Rows held in a dataset>
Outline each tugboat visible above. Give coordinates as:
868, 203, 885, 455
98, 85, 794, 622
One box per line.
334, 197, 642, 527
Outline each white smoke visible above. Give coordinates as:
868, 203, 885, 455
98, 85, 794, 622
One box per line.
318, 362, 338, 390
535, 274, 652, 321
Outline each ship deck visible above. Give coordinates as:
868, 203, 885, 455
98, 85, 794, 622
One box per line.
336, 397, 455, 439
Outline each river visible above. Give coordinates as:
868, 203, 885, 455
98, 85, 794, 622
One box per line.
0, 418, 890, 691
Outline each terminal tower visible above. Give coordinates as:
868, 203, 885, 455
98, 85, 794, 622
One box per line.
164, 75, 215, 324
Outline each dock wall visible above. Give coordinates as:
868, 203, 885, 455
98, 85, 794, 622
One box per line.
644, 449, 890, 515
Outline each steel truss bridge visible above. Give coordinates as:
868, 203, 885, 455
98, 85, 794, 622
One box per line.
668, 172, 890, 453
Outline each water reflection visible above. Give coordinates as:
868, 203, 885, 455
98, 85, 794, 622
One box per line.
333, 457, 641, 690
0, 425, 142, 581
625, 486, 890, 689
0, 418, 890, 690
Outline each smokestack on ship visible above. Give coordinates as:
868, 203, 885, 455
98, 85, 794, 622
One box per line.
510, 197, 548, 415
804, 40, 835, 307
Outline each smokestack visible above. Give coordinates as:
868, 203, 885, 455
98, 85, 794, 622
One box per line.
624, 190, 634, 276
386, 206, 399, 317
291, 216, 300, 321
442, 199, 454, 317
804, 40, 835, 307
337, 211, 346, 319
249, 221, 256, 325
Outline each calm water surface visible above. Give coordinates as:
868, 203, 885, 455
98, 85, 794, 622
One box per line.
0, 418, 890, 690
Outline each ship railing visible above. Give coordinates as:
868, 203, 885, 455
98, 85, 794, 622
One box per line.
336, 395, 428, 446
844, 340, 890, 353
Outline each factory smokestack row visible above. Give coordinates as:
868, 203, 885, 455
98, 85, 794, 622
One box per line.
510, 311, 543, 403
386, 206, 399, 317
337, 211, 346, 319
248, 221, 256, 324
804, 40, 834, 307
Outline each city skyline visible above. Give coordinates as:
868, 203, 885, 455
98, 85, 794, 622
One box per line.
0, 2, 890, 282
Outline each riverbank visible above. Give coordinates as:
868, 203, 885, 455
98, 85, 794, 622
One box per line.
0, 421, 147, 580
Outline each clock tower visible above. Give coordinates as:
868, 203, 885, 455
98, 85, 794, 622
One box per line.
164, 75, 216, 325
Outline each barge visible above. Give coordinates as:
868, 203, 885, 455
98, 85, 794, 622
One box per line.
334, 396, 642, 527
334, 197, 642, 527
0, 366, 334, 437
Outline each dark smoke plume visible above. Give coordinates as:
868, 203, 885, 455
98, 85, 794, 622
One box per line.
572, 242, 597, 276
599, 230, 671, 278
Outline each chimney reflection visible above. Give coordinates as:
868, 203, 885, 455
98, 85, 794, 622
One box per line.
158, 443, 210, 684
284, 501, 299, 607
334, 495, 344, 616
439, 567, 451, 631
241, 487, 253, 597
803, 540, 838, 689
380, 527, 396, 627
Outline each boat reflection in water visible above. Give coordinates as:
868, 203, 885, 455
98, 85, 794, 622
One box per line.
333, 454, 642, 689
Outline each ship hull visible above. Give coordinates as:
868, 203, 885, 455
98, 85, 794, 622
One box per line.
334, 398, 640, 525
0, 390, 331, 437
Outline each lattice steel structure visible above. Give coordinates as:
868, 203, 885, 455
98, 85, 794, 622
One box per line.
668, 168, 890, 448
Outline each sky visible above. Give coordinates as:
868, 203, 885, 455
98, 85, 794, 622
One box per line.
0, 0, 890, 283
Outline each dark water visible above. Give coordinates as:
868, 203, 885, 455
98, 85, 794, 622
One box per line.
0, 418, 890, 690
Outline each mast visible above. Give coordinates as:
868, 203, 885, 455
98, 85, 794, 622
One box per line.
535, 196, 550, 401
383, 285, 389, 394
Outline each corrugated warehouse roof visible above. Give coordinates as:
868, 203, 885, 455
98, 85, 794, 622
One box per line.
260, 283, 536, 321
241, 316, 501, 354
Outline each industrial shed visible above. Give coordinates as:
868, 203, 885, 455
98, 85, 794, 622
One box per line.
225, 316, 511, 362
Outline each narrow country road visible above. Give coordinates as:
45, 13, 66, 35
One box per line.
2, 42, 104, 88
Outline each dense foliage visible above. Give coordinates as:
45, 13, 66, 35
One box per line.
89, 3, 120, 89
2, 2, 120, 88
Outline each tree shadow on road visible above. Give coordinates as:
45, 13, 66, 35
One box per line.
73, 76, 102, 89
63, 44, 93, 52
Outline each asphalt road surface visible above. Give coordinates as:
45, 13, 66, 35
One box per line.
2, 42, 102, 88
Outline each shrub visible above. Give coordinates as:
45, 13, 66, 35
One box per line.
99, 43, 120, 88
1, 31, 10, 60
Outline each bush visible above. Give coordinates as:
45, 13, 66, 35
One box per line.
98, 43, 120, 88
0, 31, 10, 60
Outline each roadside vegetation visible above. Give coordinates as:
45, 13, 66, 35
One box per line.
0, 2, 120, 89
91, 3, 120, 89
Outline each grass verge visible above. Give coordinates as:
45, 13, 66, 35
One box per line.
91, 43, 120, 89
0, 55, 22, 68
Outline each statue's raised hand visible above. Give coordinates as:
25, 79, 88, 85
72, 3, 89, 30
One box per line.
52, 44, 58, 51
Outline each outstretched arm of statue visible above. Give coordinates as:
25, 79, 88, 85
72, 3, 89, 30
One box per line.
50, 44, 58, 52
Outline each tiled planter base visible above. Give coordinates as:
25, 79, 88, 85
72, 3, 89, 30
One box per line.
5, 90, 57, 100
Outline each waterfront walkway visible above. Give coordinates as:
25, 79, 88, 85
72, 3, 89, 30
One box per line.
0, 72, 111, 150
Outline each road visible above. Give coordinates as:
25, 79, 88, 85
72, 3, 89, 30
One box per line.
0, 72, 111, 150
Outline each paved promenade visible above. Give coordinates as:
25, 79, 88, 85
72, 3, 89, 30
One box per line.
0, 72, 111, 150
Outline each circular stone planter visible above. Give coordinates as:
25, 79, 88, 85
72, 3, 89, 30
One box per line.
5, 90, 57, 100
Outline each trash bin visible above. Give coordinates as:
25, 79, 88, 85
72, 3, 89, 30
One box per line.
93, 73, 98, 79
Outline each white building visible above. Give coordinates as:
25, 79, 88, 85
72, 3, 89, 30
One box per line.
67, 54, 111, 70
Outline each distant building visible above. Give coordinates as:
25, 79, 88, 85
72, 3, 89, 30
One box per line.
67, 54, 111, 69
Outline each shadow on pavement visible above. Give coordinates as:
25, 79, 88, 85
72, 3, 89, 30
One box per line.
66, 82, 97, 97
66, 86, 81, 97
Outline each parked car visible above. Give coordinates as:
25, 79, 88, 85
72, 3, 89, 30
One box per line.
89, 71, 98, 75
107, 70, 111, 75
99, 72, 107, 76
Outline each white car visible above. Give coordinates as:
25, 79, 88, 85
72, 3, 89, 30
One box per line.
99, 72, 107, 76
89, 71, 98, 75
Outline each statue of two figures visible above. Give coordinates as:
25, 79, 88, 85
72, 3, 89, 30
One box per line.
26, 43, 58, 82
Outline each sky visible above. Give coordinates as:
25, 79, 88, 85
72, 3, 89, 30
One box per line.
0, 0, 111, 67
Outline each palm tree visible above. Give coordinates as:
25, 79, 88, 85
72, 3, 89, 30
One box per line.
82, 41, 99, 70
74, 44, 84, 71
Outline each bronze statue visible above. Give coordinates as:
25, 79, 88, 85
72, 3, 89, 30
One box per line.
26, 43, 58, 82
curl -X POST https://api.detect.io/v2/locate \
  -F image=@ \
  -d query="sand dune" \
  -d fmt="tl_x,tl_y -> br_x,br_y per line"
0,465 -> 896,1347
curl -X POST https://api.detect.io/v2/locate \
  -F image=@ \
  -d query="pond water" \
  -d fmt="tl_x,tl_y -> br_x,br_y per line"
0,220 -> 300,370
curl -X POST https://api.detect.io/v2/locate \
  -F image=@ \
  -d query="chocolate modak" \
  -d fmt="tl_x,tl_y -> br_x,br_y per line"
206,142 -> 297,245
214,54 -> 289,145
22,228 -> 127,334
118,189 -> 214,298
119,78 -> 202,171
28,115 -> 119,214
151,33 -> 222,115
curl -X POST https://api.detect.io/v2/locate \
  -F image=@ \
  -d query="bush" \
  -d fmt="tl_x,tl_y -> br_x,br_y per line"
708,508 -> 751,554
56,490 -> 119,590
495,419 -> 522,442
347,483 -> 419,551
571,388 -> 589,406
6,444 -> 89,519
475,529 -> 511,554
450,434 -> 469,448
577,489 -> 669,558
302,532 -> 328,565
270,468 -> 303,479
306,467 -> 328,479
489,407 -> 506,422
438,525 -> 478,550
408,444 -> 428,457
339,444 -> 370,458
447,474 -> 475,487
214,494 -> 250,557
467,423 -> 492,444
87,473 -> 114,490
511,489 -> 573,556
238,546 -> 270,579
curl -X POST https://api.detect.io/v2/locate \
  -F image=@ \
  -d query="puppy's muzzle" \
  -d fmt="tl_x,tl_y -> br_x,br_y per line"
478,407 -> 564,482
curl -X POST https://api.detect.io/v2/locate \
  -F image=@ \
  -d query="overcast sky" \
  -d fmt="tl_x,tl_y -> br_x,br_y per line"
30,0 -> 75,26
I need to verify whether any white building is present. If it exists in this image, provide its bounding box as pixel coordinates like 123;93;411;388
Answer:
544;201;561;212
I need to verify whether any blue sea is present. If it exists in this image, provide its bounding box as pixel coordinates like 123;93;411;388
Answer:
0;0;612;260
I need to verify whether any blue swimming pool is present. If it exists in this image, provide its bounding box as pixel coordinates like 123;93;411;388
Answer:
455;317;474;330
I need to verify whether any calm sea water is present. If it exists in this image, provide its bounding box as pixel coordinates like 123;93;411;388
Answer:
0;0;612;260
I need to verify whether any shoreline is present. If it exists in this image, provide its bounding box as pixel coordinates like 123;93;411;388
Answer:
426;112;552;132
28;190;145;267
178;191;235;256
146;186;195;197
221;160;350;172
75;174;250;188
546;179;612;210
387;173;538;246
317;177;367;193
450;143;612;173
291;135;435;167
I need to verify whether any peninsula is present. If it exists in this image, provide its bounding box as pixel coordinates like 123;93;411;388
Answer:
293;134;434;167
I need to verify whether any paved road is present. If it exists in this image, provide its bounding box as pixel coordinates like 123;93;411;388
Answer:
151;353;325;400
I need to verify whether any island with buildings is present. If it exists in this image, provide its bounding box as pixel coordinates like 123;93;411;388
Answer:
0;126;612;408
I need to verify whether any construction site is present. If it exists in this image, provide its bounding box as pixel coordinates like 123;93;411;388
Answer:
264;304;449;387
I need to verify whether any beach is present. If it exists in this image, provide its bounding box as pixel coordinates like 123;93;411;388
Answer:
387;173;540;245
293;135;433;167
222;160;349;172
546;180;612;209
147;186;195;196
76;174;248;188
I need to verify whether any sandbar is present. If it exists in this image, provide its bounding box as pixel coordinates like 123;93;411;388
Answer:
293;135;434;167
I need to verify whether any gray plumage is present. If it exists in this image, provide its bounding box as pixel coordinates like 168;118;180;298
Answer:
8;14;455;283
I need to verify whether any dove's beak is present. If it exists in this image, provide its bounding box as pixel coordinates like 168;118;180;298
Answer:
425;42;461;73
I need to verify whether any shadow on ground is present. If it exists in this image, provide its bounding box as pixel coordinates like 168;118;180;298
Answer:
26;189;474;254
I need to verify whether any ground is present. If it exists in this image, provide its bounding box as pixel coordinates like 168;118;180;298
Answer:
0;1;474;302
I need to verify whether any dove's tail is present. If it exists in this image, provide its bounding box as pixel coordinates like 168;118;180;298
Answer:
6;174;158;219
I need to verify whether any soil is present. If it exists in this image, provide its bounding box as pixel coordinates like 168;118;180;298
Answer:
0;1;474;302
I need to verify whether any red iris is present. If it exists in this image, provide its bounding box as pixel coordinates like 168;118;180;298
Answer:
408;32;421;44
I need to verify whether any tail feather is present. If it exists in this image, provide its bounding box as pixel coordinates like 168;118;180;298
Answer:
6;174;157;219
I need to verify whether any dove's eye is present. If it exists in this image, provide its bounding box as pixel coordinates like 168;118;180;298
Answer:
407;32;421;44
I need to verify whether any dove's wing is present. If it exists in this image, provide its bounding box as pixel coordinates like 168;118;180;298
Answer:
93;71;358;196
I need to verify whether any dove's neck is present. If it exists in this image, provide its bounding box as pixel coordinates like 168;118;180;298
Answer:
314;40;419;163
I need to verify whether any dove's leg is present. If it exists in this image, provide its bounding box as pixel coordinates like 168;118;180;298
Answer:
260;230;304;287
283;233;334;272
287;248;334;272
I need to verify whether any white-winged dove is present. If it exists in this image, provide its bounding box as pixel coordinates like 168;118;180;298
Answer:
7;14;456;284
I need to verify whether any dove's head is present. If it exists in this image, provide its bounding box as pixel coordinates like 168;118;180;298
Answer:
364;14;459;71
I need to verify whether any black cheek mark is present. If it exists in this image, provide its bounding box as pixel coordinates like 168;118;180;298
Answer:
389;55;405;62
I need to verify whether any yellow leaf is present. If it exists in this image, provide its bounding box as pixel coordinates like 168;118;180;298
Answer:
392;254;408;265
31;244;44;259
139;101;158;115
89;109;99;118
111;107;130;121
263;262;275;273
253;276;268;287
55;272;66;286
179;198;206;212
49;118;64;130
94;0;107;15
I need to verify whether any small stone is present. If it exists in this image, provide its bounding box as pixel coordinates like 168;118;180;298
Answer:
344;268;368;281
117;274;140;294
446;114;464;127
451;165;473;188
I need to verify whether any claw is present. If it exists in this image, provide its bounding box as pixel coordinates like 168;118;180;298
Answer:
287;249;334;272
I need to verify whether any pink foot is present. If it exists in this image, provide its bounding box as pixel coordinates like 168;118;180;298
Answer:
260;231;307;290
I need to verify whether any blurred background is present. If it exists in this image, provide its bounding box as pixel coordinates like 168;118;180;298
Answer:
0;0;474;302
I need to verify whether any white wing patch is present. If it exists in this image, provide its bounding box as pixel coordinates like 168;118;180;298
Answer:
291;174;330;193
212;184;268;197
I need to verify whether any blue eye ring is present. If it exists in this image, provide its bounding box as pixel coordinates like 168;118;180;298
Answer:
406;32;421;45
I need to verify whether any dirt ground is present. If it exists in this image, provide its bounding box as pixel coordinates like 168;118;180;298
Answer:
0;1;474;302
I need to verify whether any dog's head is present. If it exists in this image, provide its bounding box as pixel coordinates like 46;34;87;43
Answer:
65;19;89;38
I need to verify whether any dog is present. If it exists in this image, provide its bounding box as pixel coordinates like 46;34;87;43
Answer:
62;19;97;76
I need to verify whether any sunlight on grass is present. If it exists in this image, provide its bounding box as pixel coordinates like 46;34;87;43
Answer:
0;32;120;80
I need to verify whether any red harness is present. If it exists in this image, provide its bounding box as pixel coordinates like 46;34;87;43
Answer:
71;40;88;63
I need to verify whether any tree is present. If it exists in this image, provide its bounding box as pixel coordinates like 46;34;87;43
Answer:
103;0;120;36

AIM OF THE TASK> Reproduce everything from the line containing "Outline each mast" down to the line containing "50, 44, 58, 52", substituting "Put each box on its own line" for "One box per line" and changing nothing else.

RESPONSE TO THIS EXERCISE>
Outline each mast visible above. Give coordinates as:
868, 203, 885, 455
98, 85, 794, 622
Put each box on its own line.
535, 196, 550, 401
383, 285, 389, 394
Outline each corrugated warehouse roof visible above. Give coordinates as:
868, 203, 885, 455
98, 85, 794, 622
Put each box on its own line.
260, 283, 536, 321
241, 316, 501, 354
Outline each industrial shed visible above. Give coordinates as:
868, 203, 885, 455
98, 85, 794, 622
Put each box on its own line.
225, 316, 511, 362
Outline each narrow country road visible above. Give coordinates as:
45, 13, 66, 35
Put each box on its own line.
2, 42, 104, 88
Outline each dense foliage visible above. Give coordinates as:
45, 13, 66, 35
Put each box on its own line.
89, 3, 120, 89
2, 2, 120, 88
Outline each tree shadow on road visible above. Give coordinates as:
45, 13, 66, 35
Put each box on its own line.
73, 76, 102, 89
63, 44, 93, 52
Outline each asphalt road surface visible above. Give coordinates as:
45, 13, 66, 35
Put each box on its own line.
2, 42, 102, 88
Outline each shrub visible above. Give coordinates as:
45, 13, 66, 35
Put each box on its own line.
99, 43, 120, 88
1, 31, 10, 60
Outline each bush visible above. Give coordinates as:
45, 13, 66, 35
Put each box on its own line.
98, 43, 120, 88
0, 31, 10, 60
Outline each roadside vegetation visible above. Give coordinates as:
45, 13, 66, 35
Put each box on its own line.
0, 2, 120, 89
91, 3, 120, 89
Outline each grass verge visible above. Give coordinates as:
45, 13, 66, 35
Put each box on its own line.
91, 43, 120, 89
0, 55, 22, 68
Outline each statue's raised hand visible above. Give coordinates as:
25, 79, 88, 85
72, 3, 89, 30
Put each box on its own line.
52, 44, 58, 51
Outline each outstretched arm of statue visible above. Give coordinates as:
25, 79, 88, 85
72, 3, 89, 30
Put each box on its own line.
50, 44, 58, 52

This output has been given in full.